Items in a dataset

>> Begin

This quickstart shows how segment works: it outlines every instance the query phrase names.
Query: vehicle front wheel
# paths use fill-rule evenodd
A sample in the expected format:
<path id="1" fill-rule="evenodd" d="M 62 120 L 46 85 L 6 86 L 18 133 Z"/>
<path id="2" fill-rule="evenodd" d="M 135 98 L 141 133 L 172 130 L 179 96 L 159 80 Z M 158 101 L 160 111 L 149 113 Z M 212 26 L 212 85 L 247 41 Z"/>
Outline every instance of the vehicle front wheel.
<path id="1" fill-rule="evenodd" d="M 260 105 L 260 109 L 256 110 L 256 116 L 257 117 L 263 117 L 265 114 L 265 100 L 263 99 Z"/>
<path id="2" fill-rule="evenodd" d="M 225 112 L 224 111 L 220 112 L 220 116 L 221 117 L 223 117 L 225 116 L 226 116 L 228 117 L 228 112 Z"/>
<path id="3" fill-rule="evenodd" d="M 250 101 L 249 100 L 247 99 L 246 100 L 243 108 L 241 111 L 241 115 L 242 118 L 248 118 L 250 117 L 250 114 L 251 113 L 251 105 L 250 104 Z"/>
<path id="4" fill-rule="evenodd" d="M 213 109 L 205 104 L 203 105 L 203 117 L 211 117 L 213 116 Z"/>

>> End

What to do:
Update the entries above so that each occurrence of "vehicle front wheel" reads "car front tire", leaving every other character unchanged.

Result below:
This quickstart shows how segment works: it outlines every instance the query phrase names.
Query: car front tire
# paths use fill-rule evenodd
A sample in the expected format:
<path id="1" fill-rule="evenodd" d="M 62 120 L 46 85 L 6 86 L 18 133 Z"/>
<path id="2" fill-rule="evenodd" d="M 135 98 L 141 133 L 172 130 L 179 96 L 159 80 Z M 158 101 L 160 111 L 149 113 Z M 212 26 L 212 85 L 247 41 Z"/>
Outline every instance of the car front tire.
<path id="1" fill-rule="evenodd" d="M 260 105 L 260 109 L 256 110 L 256 116 L 257 117 L 263 117 L 265 114 L 265 100 L 263 99 Z"/>
<path id="2" fill-rule="evenodd" d="M 225 112 L 224 111 L 220 112 L 220 116 L 221 117 L 223 117 L 225 116 L 226 116 L 228 117 L 228 112 Z"/>
<path id="3" fill-rule="evenodd" d="M 250 101 L 249 100 L 247 99 L 246 100 L 243 108 L 241 111 L 241 115 L 242 118 L 248 118 L 250 117 L 250 114 L 251 113 L 251 105 L 250 104 Z"/>
<path id="4" fill-rule="evenodd" d="M 213 109 L 205 104 L 203 105 L 203 117 L 211 117 L 213 116 Z"/>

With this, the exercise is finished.